_Aufgabenstellung_: Was ist laut dem Seitenauszug über Böll Linders eindeutige Antwort auf die Frage nach Bölls Schreibmotivation?

_Seitenauszug_:

Dagegen kommen die politischen 1970er- und 1980er-Jahre doch etwas zu kurz. Linder verweist auch auf literarische Vorbilder Bölls. Man wusste von den Einflüssen Fjodor Dostojewskis und Leon Bloys auf die literarische Entwicklung des Autors: Aber Linder zeigt doch das Ausmaß und die Intensität dieses Einflusses auf neue Weise. So prägte Böll seit seiner Jugend die Lektüre Leon Bloys in seiner Einstellung zur christlichen Religion, zur Amtskirche und zum Kapitalismus der Reichen. Auch die Romantisierung der Armut und der einfachen Leute sowie die manchmal zweifelhaften Frauengestaltenschreibt Linder diesem Einfluss zu.

In diesen Kontext gehören auch seine sehr eigenwilligen und oft realitätsfremden Vorstellungen von Liebe, Ehe und Sexualität. Hier kritisiert Linder Böll dezidiert: „In diesen Dingen war er sehr konservativ und vertrat Ansichten, die man nicht nur reaktionär nennen kann, sondern muss.“ Diese Haltung des Schriftstellers zeigte sich von den ersten Nachkriegstexten bis zu den späten Romanen.

Aber es gab auch die andere Seite Bölls. Wurde er angegriffen, konnte er scharf zurückschlagen, was sich nicht zuletzt in der Auseinandersetzung um seinen Artikel im „Spiegel“ zur RAF und seine Erzählung „Die verlorene Ehre der Katharina Blum“ zeigt. Hier scheute er auch nicht vor Übertreibungen und falschen Anschuldigungen gegen Polizei und Justiz im Rahmen von Ermittlungen gegen ihn und seine Familie zurück. In diesen Fällen wird sein Einsatz für Gerechtigkeit und gegen Willkür doch zunehmend zum hohlen Pathos der Humanität.

Doch nachdem Linder viele Motive und Eigenschaften Bölls beschrieben hat, kommt er zu der Beantwortung der Ausgangsfrage, was die Schreibmotivation Bölls gewesen sei. Die eindeutige Antwort: Die Verteidigung und Konservierung der „Werte seiner Kindheit“. Die innerste Schreibmotivation sei es gewesen, sich für das Leiden seiner Familie und insbesondere seiner Mutter eine Erklärung zu verschaffen. Immer wieder kreisten daher Bölls Texte um einfache Personen und er komme immer wieder auf Themen und Motive wie Kindheit, Vertreibung, Religion, Schwermut, Einsamkeit und Eigenständigkeit zurück.

Hier liege denn auch der Erfolg seiner frühen Werke begründet. Die bleibende Überzeugungskraft seiner frühen Arbeiten und seines politischen Engagements erkläre sich aus der Identität der Literatur mit dem Gelebten. Dies sei in den späten Romanen oder Erzählungen nicht mehr der Fall gewesen. In diesen überwog Linder zufolge die Selbstentfremdung, die man im Leben und Werk des späten Böll nachweisen könnte. Mit der zunehmenden Veränderung der Gesellschaft und der sich anders entwickelnden Realität habe Böll nichts mehr anfangen können. Dadurch habe seine Literatur etwas Subjektiv-Sentimentales, Clowneskes und manchmal sogar Larmoyantes bekommen. Hier habe der Erzählstrom nicht mehr die Eindrücke und Erfahrungen der Kindheit realitätsgerecht in die Texte integrieren können.

[Einträge zur Punktplatzierung]
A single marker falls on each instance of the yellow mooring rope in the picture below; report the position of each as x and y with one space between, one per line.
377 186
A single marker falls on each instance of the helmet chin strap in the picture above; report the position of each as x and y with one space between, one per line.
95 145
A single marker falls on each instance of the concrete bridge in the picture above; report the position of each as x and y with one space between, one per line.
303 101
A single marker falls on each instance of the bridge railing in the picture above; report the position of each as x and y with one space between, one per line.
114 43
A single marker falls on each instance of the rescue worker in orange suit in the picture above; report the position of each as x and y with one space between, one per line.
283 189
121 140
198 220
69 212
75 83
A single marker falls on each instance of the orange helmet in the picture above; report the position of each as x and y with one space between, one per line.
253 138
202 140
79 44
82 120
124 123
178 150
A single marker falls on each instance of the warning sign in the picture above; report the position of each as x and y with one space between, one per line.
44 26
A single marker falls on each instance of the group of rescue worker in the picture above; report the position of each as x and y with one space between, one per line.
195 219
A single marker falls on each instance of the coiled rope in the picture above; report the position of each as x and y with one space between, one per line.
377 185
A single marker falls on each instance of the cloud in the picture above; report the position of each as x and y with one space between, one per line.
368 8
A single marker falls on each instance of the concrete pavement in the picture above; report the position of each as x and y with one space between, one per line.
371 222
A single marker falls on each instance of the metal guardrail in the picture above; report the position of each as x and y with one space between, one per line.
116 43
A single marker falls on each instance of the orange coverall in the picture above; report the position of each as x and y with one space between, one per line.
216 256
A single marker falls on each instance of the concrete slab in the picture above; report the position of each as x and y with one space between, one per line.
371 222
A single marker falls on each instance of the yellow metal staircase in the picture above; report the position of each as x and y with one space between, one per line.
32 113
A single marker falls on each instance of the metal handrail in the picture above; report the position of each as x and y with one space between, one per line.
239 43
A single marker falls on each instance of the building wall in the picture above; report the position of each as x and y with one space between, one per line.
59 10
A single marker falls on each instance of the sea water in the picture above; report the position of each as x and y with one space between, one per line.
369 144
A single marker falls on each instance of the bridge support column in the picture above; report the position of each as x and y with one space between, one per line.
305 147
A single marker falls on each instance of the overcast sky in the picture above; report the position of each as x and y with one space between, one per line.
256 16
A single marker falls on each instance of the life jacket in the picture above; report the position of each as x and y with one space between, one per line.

_Richtige Antwort_: Die Verteidigung und Konservierung der „Werte seiner Kindheit“.